-- Start of Provided data --

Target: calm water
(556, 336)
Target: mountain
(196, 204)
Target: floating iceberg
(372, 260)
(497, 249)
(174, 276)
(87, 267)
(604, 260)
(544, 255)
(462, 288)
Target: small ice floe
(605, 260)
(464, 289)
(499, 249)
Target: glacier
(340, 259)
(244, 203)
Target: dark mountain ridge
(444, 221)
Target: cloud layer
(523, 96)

-- End of Provided data --

◆ What the task asks ◆
Please retype all of the material above, line for line, without changing anything.

◆ The reply ◆
Target: calm water
(556, 336)
Target: mountain
(196, 204)
Target: floating iceberg
(372, 260)
(497, 249)
(174, 276)
(87, 267)
(604, 260)
(544, 255)
(462, 288)
Target: small ice floe
(605, 260)
(464, 289)
(499, 249)
Target: glacier
(340, 259)
(244, 203)
Target: dark mountain ridge
(444, 221)
Target: cloud layer
(523, 96)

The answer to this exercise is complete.